* [Given passage]
^^^^

Other members of this group who, together with Fischer, became leading members of the Green Party are Daniel Cohn-Bendit and Tom Koenigs. Emulating the Italian left-wing “operaist” [workerist] and “autonomist” groups, the Frankfurt group of anarchists sought to galvanise workers with “revolutionary” actions.

Franz was the son of a drugstore owner in Stuttgart and completed his training as a druggist, before beginning his involvement with radical politics and starting work at the Opel factory in Rüsselsheim in 1975. “Then the Vietnam movement came along, and for us the only issue was the world revolution,” Franz told German radio in a long interview this spring (“Where would you be without Opel, Klaus Franz?” March 29, 2009).

In the same interview Franz describes the start of his “revolutionary factory work” in the workshops of Opel in Rüsselsheim. The workers, however, did not respond to the unserious call for “anti-authoritarian resistance” against their superiors and the factory hierarchy. After a while the work became too arduous for Joschka Fischer and his comrades in “Revolutionary Struggle,” and they rapidly quit the Opel assembly lines.

Klaus Franz remained. While the others climbed the political ladder, using the Green Party along the way, Franz began his own long march through the institutions of the trade unions.

In 1981 he became a works council member, and in 1985 was freed from production work in order to concentrate on his union duties. In 2000 he became chairman of the company works council and in 2003 deputy chairman of the supervisory board of Adam Opel AG. In his March 2009 radio interview he stressed how important this climb up the career ladder was for him: “For me, someone from a conservative state [Baden-Württemberg] coming to “red” Hessen at that time, this was a place where somebody from below could climb the ladder and make a career.”

Franz did not join a political party, but did appear nevertheless on the Greens’ list in elections for the local (Rüsselsheim) municipal authority, where he completed a term in office (1989-94) as a town councillor.

Like many leading Greens today, Franz has made his peace with the conservative Christian Democratic Union (CDU) and the right-wing elements in economic life. Today he talks professionally with top company directors such as GM Vice President Carl Peter Forster and CEO Fritz Henderson in Detroit, as well as German Chancellor Angela Merkel (CDU) and has a good relationship with Roland Koch, the Hessian Prime Minister, also CDU. As he himself admits, he agrees with much of the CDU program and he counts the right-wing party’s former labour minister Norbert Blüm as a good friend.

^^^^

* [Task set]
**a.** Name every person in the Klaus Franz passage who is identified as belonging to the CDU.
**b.** Decide whether each statement agrees with the Klaus Franz passage, and back each yes or no with the text's own words.
(i) Franz trained as a druggist before he started work at Opel.
(ii) Franz became a member of the Green Party.
(iii) Fischer and his comrades stayed on the Opel assembly lines for many years.
**c.** Write the next part of the Klaus Franz passage, picking up after its final sentence.

* [Information provided]
^^^^

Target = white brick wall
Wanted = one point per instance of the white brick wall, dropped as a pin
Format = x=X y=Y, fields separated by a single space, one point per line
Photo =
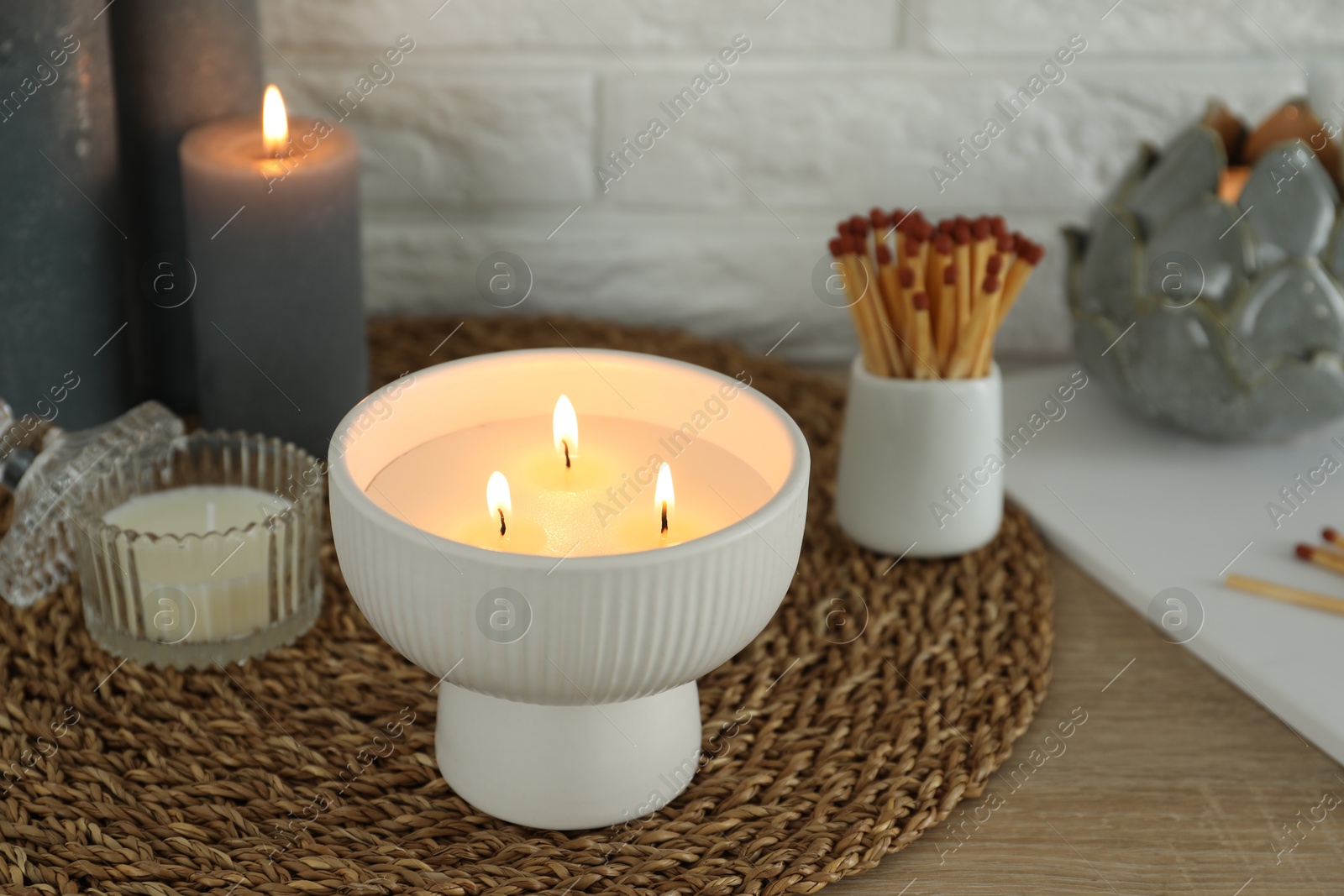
x=497 y=118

^^^^

* [Written responses]
**a.** Angela Merkel, Roland Koch, Norbert Blüm

**b.**
(i) Yes: "completed his training as a druggist, before beginning his involvement with radical politics and starting work at the Opel factory in Rüsselsheim in 1975"
(ii) No: "Franz did not join a political party"
(iii) No: "they rapidly quit the Opel assembly lines"

**c.**
At the start of the 1990s Franz took a university course, as he later explained, to help him assume the chairmanship of the works council. His chosen thesis for his diploma at the college of further education in Frankfurt was the “integration of people with health problems in lean production systems.”

Lean production

This was the period during which the Berlin Wall fell and the Stalinist regime in former East Germany (GDR) collapsed. The former East German Wartburg factory in Eisenach was reintegrated into Opel and revamped as a model modern company. German auto companies had begun to import production concepts from Japan such as “quality control,” “group work,” “lean production” and “just in time.”

Trade union officials and works councils sold the new methods to the workforce as measures, which “humanised” and “democratised” production. Klaus Franz says today: “We changed the previous situation where a worker painted 645 doors in the course of a day. Today people work in groups and have completely different tasks and responsibilities. It was a form of democratisation of work, and I was one of its sponsors” (radio interview).

The “lean production” system, originally associated with Toyota in particular, had nothing to do with “humanizing” working life. Instead it was aimed at increasing productivity by decentralising production processes into small, autonomous and more flexible groups (teams), with corresponding increases in product quality. It was a reaction by German car companies to increasing pressure from the world market.

For the workers, in the final analysis, it meant a greater workload and additional stress—in particular when combined with the constant reduction of personnel levels.

The co-manager

During the last ten years Franz increasingly assumed the role of a co-manager at Opel, intent on securing “the survival of the company.” “Earlier there was such a thing, to put it bluntly, as a degree of profit sharing. Today it is ‘pain sharing’ that is the name of the game,” he told a journalist employed by the German unions’ Hans Böckler foundation.

Franz ensured that savings and “necessary” cuts were imposed smoothly at Opel and that protests against them never got out of control.

In 2003 Franz became vice-chairman of the Opel supervisory board. When IG Metall organized a strike for shorter hours in West Germany that same year, he refused to support the strike. When the Opel workforce reacted to the threat of closure in November 2004 with a one-week factory occupation, Franz prevented any solidarity action by workers at the sister plant in Rüsselsheim.

In 2005 Franz concluded a European-wide agreement, which cost 9,000 jobs and cut an entire shift. The current workforce at Rüsselsheim totals 4,000, compared to the 18,500 formerly employed. Increasingly, production has been outsourced and transferred to subcontracted workers, who only earn half as much as a fulltime worker at Opel and lack any security. Even apprentices are referred to temporary agencies after their training.

Last year Franz expressly opposed a socialist perspective and spoke out against the World Socialist Web Site. The newspaper Freitag quoted Franz as follows: “Some regard such pragmatism as ‘a capitulation to the demands of the company.’ Whoever acts in such a way as a works council member stabilises the capitalist system, instead ‘of struggling for a reorganisation of society on a socialist basis’ (World Socialist Web Site).”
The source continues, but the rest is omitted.